─── Supplied material ───

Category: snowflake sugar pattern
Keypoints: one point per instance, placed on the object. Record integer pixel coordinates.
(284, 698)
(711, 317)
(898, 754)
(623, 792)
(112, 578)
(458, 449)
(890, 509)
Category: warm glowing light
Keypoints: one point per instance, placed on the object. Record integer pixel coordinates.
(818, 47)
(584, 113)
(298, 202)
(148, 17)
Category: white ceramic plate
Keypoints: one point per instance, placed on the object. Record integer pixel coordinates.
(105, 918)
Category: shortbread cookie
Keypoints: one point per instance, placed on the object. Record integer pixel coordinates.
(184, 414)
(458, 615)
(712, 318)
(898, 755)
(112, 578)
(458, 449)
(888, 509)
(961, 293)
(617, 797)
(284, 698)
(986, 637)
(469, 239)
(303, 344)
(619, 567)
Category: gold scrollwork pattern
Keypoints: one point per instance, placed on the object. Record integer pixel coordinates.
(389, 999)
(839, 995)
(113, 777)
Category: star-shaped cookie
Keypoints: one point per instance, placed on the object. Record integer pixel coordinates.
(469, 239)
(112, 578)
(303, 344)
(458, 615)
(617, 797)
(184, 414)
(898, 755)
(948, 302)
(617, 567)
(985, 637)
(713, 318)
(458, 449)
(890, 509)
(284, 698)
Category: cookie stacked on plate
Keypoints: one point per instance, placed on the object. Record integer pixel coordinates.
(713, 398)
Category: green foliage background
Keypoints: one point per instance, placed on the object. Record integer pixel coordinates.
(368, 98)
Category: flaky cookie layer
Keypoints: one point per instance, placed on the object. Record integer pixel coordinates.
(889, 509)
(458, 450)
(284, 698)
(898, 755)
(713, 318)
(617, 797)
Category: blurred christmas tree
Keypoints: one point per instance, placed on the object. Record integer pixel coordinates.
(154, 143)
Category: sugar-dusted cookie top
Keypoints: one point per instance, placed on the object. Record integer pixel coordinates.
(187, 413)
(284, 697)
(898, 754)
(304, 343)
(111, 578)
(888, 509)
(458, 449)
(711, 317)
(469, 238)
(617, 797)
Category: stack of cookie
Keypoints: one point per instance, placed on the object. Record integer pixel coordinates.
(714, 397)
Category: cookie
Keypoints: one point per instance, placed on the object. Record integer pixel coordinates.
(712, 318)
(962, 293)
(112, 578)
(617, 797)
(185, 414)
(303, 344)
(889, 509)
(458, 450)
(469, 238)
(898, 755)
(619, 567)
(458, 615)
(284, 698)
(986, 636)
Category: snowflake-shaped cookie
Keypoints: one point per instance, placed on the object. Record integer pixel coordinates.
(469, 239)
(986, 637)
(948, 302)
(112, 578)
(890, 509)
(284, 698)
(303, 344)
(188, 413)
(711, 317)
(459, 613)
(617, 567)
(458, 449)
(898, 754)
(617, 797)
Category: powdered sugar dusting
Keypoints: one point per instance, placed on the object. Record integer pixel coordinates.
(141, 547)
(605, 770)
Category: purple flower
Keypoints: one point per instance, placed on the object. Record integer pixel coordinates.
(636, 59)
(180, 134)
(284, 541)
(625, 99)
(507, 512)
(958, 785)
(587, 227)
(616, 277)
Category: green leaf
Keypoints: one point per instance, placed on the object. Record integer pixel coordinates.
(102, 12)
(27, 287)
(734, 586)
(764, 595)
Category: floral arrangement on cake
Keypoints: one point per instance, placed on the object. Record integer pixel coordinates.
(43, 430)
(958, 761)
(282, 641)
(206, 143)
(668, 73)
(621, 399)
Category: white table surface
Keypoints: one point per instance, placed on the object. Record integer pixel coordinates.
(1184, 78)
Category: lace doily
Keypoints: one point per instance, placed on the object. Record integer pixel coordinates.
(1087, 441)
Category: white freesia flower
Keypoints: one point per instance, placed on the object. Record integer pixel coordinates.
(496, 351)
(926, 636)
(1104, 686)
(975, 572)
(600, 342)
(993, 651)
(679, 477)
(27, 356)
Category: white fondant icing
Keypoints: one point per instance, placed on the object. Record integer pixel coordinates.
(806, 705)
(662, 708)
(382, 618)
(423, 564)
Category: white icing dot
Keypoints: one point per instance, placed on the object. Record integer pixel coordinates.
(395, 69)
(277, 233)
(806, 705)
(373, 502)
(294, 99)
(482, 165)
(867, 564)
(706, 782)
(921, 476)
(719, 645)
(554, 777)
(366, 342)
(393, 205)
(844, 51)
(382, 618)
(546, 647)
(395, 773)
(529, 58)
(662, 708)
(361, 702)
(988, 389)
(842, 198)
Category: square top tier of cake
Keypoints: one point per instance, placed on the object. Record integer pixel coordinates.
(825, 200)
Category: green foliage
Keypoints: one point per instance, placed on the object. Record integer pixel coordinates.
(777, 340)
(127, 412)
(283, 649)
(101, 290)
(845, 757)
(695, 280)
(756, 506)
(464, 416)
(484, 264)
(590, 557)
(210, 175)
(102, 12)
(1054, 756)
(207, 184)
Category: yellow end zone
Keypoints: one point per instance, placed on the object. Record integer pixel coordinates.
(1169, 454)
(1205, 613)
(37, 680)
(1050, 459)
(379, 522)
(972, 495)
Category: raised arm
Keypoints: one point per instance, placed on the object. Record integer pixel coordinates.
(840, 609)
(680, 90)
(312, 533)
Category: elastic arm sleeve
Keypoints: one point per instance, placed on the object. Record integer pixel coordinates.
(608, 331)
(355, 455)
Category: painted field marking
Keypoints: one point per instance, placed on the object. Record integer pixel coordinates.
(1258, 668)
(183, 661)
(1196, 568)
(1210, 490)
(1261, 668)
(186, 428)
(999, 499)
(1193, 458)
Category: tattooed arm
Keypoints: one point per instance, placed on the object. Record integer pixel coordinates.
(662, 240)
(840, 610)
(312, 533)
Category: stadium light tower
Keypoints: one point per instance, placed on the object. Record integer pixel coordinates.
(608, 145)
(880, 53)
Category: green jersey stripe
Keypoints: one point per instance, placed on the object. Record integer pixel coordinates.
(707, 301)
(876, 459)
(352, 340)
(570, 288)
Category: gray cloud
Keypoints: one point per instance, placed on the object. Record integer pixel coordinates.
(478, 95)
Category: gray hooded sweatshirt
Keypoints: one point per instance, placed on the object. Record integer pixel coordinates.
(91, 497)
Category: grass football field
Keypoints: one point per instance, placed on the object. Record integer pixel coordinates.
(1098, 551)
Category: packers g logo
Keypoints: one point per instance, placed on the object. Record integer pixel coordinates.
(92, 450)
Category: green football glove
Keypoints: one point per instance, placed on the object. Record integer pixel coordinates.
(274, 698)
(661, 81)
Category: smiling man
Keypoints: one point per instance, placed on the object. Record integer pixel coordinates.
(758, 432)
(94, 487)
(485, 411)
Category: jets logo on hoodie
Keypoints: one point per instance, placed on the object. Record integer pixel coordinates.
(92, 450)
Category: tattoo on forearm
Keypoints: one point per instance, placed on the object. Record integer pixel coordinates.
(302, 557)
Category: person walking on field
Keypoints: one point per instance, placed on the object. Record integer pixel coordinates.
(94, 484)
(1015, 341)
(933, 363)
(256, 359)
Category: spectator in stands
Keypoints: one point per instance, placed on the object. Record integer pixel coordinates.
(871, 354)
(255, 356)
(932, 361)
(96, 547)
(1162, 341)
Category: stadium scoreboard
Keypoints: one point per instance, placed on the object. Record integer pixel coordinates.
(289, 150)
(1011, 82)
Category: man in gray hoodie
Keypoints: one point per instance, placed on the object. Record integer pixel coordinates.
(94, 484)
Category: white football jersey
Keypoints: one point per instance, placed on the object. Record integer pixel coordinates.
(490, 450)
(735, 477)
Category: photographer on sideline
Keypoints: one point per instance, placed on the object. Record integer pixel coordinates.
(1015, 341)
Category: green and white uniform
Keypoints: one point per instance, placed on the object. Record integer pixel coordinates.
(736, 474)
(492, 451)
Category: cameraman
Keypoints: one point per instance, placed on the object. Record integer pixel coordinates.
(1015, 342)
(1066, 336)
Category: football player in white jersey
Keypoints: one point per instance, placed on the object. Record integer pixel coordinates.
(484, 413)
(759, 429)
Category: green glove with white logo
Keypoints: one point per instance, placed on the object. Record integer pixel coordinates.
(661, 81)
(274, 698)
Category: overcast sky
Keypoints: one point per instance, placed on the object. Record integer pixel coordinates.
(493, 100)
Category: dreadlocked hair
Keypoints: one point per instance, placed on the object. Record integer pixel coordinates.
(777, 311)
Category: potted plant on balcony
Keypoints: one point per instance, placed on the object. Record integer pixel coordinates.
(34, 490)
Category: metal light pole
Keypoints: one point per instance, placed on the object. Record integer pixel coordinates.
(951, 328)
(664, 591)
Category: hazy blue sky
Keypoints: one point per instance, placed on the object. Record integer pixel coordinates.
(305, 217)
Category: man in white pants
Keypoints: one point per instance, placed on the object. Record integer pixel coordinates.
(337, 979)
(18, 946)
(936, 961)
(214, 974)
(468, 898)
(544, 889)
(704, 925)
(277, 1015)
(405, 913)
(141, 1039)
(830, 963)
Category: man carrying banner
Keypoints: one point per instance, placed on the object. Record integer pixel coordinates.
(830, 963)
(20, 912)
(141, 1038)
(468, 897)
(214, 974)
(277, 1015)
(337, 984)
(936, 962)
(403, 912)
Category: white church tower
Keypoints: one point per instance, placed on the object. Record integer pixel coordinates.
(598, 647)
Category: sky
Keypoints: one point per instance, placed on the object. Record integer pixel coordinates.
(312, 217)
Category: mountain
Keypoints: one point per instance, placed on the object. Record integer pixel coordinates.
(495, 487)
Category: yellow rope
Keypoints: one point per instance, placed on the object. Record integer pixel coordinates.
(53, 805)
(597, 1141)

───

• _What to produce_
Looking only at the listing, say how many lines include "pattern"; reply with the number alone.

• _Completed exercise_
2